■ **Records for the task**:
----------

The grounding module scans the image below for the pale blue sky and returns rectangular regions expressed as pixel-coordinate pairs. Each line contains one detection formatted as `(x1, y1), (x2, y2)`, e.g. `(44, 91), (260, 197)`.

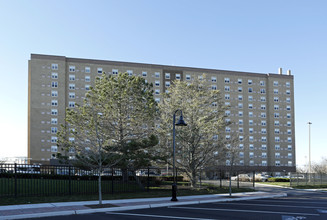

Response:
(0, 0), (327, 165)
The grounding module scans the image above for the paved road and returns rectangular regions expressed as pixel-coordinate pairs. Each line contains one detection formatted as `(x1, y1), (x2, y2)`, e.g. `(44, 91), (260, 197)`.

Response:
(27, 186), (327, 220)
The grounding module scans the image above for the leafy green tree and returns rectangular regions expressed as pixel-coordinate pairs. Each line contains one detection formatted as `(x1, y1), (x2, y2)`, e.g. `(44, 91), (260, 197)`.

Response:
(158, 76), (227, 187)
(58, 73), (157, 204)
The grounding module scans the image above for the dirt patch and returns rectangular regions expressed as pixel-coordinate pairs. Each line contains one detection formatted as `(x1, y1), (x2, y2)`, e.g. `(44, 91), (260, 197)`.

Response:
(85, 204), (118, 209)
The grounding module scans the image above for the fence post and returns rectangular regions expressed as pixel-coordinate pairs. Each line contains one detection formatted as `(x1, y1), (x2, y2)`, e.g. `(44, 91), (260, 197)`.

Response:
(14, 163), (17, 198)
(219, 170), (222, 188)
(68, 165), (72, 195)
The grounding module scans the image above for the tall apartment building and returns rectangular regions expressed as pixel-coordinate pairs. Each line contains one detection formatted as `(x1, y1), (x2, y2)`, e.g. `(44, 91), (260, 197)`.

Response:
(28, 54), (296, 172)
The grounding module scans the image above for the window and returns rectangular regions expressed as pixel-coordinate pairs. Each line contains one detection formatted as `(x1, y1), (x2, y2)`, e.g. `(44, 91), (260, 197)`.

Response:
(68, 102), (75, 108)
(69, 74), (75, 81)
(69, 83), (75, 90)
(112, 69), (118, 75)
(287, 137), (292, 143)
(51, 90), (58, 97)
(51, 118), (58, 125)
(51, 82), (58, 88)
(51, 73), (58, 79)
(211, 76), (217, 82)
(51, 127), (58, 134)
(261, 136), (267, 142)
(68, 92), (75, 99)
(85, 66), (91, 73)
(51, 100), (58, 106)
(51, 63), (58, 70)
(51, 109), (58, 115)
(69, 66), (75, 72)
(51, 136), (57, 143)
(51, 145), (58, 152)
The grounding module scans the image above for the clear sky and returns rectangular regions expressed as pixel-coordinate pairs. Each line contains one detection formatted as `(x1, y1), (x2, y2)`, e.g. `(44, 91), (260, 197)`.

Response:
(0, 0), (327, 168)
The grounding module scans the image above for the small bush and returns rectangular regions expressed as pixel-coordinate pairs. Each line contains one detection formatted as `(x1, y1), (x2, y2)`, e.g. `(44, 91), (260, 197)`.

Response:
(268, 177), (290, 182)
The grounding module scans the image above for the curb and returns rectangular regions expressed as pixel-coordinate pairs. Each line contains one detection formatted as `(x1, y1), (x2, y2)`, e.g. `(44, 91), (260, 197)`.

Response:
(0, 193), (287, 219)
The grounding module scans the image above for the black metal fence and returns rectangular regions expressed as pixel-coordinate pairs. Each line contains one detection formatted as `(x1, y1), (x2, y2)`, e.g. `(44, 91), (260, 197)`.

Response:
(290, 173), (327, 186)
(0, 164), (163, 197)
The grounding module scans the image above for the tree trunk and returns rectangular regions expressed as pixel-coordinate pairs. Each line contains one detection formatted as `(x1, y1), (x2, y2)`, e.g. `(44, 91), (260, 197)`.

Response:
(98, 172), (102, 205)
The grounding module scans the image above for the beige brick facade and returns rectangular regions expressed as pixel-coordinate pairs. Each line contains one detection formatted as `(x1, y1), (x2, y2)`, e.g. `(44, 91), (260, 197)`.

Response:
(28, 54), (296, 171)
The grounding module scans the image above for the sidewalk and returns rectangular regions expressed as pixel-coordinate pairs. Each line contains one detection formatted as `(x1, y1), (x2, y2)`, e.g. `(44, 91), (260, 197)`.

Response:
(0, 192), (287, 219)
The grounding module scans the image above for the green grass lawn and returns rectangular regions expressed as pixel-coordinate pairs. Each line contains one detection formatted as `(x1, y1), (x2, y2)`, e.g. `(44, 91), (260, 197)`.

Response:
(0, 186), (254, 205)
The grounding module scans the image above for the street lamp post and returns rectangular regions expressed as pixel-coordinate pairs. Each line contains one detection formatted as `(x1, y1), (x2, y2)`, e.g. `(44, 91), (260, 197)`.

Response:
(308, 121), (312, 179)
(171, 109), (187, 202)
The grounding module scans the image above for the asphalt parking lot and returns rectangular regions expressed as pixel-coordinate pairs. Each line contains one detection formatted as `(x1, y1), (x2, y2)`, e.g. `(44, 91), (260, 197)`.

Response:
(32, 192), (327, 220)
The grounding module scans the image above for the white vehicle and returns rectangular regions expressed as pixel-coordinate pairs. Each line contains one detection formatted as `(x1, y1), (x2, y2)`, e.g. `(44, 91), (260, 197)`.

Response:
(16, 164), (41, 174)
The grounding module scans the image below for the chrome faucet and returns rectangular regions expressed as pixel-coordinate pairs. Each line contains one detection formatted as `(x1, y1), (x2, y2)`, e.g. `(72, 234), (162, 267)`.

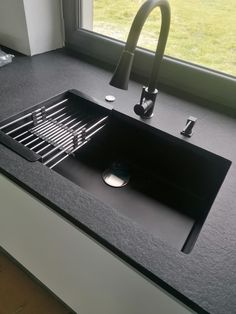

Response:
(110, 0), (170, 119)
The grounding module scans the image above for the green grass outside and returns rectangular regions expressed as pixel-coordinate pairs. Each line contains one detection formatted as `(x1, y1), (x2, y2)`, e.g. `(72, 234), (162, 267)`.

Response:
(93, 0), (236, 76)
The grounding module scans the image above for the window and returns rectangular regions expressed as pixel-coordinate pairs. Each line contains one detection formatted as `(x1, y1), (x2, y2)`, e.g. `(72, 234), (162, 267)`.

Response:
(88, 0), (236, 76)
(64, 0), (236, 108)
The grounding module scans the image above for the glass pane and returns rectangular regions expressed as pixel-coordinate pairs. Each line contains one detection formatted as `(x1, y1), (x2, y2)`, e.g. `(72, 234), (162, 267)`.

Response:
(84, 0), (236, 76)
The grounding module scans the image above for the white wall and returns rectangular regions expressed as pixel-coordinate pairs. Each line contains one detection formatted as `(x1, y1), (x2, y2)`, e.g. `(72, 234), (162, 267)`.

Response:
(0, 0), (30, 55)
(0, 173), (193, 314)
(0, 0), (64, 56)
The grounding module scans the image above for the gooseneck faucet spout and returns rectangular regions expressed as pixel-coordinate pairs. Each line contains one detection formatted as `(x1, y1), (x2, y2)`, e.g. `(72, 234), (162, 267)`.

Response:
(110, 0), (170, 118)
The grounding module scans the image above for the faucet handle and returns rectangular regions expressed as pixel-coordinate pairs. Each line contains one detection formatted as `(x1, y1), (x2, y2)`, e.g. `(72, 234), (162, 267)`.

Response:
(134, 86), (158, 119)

----------

■ **Exercise brief**: Could you copy out all of the material above word for word, leaving the pictures out?

■ **Result of the task**:
The grounding module scans the image below for the pale blue sky and returns rectangular regions expressed as pixel-coordinate pairs. Each line contains one detection formatted as `(x1, y1), (x2, y2)`, e.g. `(44, 91), (260, 197)`.


Response:
(0, 0), (327, 165)
The grounding module scans the image above for the paved road and returns rectangular regions expressed as pixel-coordinate pairs. Each line contains one detection formatted as `(x1, y1), (x2, y2)`, e.g. `(44, 91), (260, 197)`.

Response:
(27, 186), (327, 220)
The grounding module scans the image above for the leafy green tree and returns rectangular regions expressed as pixel-coordinate pairs. Each line contains one detection formatted as `(x1, y1), (x2, y2)`, e.g. `(44, 91), (260, 197)`.

Response:
(158, 76), (227, 187)
(58, 73), (157, 204)
The grounding module scans the image above for the dirt patch and returns rectangular regions expressed as pixel-coordinate pairs. Each line contains one detection formatted as `(x1, y1), (x2, y2)`, e.g. `(44, 91), (260, 197)`.

Response:
(85, 204), (118, 209)
The grounding module scans the image above for the fence post and returns rectangular regions expressed as pixel-coordinate pairs. Each line contains one detection formatted as `(x1, y1), (x2, y2)`, e.g. `(44, 91), (260, 197)`.

Response:
(14, 163), (17, 198)
(219, 170), (222, 188)
(68, 165), (72, 195)
The grounding module scans the image above for the tall apartment building and returns rectangular regions expressed as pixel-coordinate pairs. Each line contains one detection formatted as `(x1, y1), (x2, y2)`, e.g. `(44, 91), (260, 197)`.

Response:
(28, 54), (296, 172)
The grounding module scans the image above for the window and returns rectangular regions expressed as pixel-coordinate pairs. Each line contains one detection formatted as `(x1, y1), (x2, y2)`, e.g. `(44, 91), (260, 197)`.

Response:
(68, 102), (75, 108)
(69, 74), (75, 81)
(69, 83), (75, 90)
(112, 69), (118, 75)
(287, 137), (292, 143)
(51, 90), (58, 97)
(51, 118), (58, 125)
(51, 82), (58, 88)
(51, 73), (58, 79)
(211, 76), (217, 82)
(51, 127), (58, 134)
(261, 136), (267, 142)
(68, 92), (75, 99)
(85, 66), (91, 73)
(51, 100), (58, 106)
(51, 63), (58, 70)
(51, 109), (58, 115)
(69, 66), (75, 72)
(51, 136), (57, 143)
(51, 145), (58, 152)
The grounding module scans the image above for the clear sky and returns rectangular regions expressed as pixel-coordinate pairs. Each line contains one detection formatted as `(x1, y1), (x2, y2)`, e.g. `(44, 91), (260, 197)`.

Response:
(0, 0), (327, 168)
The grounding module scans the image above for the small bush and returns rectangular regions expressed as pixel-coordinate pairs. Each line contains one detection formatted as `(x1, y1), (x2, y2)`, e.g. `(44, 91), (260, 197)`.

Response:
(268, 177), (290, 182)
The grounding module scans the image above for the curb and returns rectangular regions expressed as pixel-coordinate pairs. Each line contains one detection formatted as `(x1, y1), (x2, y2)`, e.g. `(44, 91), (260, 197)`.

Response:
(0, 193), (287, 219)
The grounding module scans the image above for the black metal fence and returns rectangular regions expressed as pixel-coordinate pairs. Each line contains one detection formatted as `(x1, y1), (x2, y2)`, e.g. `(44, 91), (260, 197)`.

Response:
(290, 173), (327, 186)
(0, 164), (163, 197)
The grounding module scans the image above for the tree trunk and returns rectangular regions expressed as pixel-coordinate pairs. Each line contains one detection formatted as `(x1, y1), (x2, y2)`, e.g. `(44, 91), (260, 197)`.

Response:
(98, 172), (102, 205)
The grounding module scans the image above for the beige brick facade and returns rectangular regions expressed as pixel-coordinate pairs. Each line contains one detection formatted as `(x1, y1), (x2, y2)`, e.g. `(44, 91), (260, 197)`.

Response:
(28, 54), (296, 171)
The grounding module scans the image above for the sidewalk and returns rectangular regions expressed as pixel-coordinate pairs. Each line contains one detection formatted as `(x1, y1), (x2, y2)`, e.g. `(44, 91), (260, 197)`.

Response:
(0, 192), (287, 219)
The grounding module scans the image above for the green grass lawn and returns rectangular regions expressed as pixel-coordinate pairs. Each line contains one detection formatted as `(x1, y1), (x2, y2)`, e.g. `(44, 91), (260, 197)`.

Response:
(0, 186), (254, 205)
The grounding module scans the image above for the street lamp post and returns rectangular regions expressed as pixel-coordinate pairs. Each line contains one detection formatted as `(x1, y1), (x2, y2)`, e.g. `(44, 91), (260, 197)`.

Response:
(308, 121), (312, 179)
(171, 109), (187, 202)
The grounding module scans the image above for the asphalt parking lot and returns rectangular regions expressed as pixel-coordinate pairs. Each line contains one detection formatted as `(x1, y1), (x2, y2)`, e.g. `(44, 91), (260, 197)`.

Response:
(32, 192), (327, 220)
The grounding module scans the image above for the white vehicle and returns rectangular regions expressed as pixel-coordinate pairs. Each line contains one detection formatted as `(x1, y1), (x2, y2)`, e.g. `(44, 91), (260, 197)`.

Response:
(16, 164), (41, 174)
The grounding module scans the image below for the chrome faucet and returns rectangular regions expressed as pixel-coordinate pairs. Each line contains one detection formatted as `(x1, y1), (x2, y2)`, e.g. `(72, 234), (162, 267)`.


Response:
(110, 0), (170, 119)
The grounding module scans the image above for the green grass outside and returns rectangular regions expressed as pixel-coordinate pairs. Each line contains one detection formatted as `(x1, y1), (x2, y2)`, e.g. `(72, 234), (162, 267)`.

Response:
(93, 0), (236, 76)
The grounding module scans the image above for the window and returns rectangular regions expressed as pixel-coordinate pairs. Each line contains one detection formatted as `(x1, y1), (x2, y2)`, e.g. `(72, 234), (162, 267)`.

Response:
(88, 0), (236, 76)
(64, 0), (236, 108)
The grounding module scans the image above for the glass pane and returns rectangular regions expressed as pixel-coordinate pairs. Each line contains one detection formatted as `(x1, y1), (x2, y2)`, e.g. `(72, 234), (162, 267)`.

Response:
(84, 0), (236, 76)
The grounding module scans the image above for the white wall and returns rectangular regions expressed as pixel-coordinate pairs. Each line contains one detection formatted as `(x1, y1), (x2, y2)`, e.g. `(72, 234), (162, 267)`.

Response:
(0, 0), (30, 55)
(0, 173), (193, 314)
(0, 0), (64, 56)
The grounding module scans the image above for the gooseneck faucet spout and returns rectangular regions expressed as pixel-coordinate pairs. Each line contains one detection formatted as `(x1, y1), (x2, y2)`, e.g. `(72, 234), (162, 267)`.

Response:
(110, 0), (170, 118)
The grounding module scans the image above for the faucet handle and returns rectangular regions expressed as pixel-coordinate pairs. Each line contains one detection formatted as `(x1, y1), (x2, y2)`, e.g. `(72, 234), (162, 267)`.

Response:
(134, 86), (158, 119)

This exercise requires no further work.